Entries from a pointing dataset
= = = = =
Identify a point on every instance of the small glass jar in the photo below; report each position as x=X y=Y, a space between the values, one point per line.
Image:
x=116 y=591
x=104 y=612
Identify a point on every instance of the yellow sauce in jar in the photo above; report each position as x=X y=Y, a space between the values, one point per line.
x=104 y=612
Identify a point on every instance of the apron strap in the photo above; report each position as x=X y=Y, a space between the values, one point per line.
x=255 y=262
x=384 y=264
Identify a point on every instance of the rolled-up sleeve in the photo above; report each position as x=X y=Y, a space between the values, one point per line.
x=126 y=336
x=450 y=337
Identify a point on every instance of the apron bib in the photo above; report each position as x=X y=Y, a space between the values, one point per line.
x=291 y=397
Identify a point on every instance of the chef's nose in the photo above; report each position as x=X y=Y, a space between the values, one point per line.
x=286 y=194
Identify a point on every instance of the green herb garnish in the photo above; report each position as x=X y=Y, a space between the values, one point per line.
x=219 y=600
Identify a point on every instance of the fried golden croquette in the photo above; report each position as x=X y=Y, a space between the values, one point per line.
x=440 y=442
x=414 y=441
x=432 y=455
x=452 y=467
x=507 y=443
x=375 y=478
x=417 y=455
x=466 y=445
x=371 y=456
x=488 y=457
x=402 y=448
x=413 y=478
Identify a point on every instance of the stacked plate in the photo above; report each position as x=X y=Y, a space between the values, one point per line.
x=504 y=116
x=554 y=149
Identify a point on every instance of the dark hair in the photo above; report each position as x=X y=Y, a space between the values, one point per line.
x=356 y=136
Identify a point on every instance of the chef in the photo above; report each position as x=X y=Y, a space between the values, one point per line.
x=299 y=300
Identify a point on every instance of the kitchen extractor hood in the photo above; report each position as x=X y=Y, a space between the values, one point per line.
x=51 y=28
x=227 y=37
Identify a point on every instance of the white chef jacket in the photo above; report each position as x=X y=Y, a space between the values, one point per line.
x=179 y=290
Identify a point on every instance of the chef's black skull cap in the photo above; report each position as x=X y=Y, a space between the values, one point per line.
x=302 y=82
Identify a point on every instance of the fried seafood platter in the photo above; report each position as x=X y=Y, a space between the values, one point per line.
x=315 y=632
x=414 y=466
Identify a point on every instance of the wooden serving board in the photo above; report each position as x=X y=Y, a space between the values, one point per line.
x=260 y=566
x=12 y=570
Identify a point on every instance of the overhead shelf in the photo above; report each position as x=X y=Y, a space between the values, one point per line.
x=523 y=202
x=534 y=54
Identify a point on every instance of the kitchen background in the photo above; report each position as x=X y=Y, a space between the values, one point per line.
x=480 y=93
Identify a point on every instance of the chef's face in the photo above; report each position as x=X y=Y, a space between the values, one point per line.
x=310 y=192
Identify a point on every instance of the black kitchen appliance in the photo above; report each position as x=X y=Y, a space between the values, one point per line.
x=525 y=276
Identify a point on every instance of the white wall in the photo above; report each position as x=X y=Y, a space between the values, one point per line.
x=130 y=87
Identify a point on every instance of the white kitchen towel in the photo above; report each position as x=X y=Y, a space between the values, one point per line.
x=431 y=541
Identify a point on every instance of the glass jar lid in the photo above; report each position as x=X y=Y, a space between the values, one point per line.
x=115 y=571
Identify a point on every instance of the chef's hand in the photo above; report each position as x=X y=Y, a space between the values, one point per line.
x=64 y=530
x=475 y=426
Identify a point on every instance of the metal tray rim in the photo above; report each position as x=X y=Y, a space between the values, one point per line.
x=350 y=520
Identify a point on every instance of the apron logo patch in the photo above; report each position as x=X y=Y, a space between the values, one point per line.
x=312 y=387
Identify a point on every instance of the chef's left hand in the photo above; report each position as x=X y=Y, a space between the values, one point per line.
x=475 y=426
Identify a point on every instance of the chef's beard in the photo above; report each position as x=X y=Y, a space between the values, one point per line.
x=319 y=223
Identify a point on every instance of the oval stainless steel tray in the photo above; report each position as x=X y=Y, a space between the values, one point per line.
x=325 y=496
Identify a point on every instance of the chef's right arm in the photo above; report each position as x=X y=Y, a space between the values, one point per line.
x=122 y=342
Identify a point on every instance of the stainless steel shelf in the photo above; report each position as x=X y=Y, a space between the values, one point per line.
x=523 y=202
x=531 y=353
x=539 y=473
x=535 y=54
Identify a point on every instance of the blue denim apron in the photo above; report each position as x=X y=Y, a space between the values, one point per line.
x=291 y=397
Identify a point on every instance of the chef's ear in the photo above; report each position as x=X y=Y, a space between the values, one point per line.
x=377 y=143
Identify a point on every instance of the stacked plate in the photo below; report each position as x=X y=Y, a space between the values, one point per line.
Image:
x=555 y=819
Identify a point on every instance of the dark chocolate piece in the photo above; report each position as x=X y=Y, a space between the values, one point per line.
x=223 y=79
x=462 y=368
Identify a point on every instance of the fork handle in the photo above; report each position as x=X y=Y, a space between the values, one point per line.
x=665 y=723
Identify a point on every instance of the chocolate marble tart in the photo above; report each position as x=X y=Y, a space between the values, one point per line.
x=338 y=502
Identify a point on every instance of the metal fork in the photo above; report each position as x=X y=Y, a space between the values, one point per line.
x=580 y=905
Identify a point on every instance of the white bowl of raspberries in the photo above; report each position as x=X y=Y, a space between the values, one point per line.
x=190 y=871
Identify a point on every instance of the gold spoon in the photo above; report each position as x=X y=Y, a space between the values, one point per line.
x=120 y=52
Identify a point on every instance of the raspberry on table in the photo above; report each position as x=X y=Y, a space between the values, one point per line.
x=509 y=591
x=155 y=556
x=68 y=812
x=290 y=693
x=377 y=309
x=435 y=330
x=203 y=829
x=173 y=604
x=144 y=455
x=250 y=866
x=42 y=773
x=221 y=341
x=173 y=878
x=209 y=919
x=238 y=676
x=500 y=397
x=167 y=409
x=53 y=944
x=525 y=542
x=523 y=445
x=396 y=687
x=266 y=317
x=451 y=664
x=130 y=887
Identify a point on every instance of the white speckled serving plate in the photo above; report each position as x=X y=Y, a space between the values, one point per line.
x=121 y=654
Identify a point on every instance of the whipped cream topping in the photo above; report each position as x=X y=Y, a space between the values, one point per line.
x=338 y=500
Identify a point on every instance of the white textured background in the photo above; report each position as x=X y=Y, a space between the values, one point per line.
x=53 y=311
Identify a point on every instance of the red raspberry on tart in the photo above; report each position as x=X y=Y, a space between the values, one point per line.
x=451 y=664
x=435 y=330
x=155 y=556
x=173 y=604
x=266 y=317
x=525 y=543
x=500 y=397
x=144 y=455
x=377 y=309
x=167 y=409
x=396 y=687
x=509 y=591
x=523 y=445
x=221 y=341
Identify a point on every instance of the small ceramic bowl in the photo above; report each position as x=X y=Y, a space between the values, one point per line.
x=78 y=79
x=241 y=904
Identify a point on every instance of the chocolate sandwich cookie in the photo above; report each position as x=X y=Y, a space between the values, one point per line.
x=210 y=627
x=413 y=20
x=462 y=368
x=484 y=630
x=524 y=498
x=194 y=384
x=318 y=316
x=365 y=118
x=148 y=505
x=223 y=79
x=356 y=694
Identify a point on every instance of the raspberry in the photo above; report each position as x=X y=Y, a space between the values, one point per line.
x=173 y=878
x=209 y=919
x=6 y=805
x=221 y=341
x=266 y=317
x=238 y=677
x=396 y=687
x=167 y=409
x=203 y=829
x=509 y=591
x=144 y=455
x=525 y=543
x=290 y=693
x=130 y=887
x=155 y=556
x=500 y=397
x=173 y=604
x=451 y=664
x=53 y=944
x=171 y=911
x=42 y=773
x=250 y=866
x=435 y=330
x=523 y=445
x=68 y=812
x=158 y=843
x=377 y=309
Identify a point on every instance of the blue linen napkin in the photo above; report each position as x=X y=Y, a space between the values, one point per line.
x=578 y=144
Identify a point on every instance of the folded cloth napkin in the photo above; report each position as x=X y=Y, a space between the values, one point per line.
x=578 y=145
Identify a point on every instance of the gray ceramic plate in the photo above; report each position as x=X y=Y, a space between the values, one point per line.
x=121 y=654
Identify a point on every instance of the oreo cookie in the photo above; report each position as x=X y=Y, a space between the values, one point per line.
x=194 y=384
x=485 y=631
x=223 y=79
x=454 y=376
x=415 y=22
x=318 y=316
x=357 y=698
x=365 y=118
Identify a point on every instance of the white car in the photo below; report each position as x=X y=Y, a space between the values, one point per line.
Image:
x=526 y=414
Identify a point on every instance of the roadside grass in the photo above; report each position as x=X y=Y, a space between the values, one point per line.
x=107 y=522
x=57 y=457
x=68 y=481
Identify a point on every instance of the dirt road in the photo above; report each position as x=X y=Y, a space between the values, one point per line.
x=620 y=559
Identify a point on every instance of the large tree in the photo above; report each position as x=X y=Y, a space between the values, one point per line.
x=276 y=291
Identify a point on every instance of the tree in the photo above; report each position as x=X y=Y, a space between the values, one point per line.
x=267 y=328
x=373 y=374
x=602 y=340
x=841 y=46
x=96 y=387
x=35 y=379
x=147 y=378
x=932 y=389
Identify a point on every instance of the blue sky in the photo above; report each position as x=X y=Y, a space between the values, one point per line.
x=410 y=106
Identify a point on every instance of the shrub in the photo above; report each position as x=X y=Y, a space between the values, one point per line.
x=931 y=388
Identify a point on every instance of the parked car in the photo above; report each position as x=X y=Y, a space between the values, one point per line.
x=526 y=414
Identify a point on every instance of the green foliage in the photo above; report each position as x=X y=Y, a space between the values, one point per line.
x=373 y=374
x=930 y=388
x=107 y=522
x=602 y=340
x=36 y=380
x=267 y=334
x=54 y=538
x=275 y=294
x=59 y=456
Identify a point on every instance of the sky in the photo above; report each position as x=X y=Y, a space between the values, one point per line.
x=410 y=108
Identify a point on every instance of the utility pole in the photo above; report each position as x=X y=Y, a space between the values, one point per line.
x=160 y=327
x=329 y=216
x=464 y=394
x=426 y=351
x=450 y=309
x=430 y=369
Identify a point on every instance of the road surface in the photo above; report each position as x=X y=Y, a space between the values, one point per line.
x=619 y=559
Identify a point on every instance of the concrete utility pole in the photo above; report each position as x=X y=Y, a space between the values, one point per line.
= = = = =
**PROBLEM REQUIREMENTS:** Copy exactly the lines from the one containing "Identify a point on every instance of the sky" through the last line of the records, both included, and nothing else.

**FULL OUTPUT:**
Identify a point on every instance of the sky in the photo above; report each position as x=X y=Y, a space between the values, one point per line.
x=410 y=108
Identify a point on every instance of the utility pole in the photo above; report each position as x=X y=Y, a space between the values, one point per line.
x=160 y=327
x=329 y=216
x=464 y=394
x=426 y=351
x=450 y=309
x=430 y=369
Identify a point on every instance of the road surface in the photo above; report each position as x=X y=Y, a space between the values, one point per line.
x=619 y=559
Identify a point on every instance of the concrete utility pole in the photo above; report each position as x=X y=Y, a space between the values, one point per line.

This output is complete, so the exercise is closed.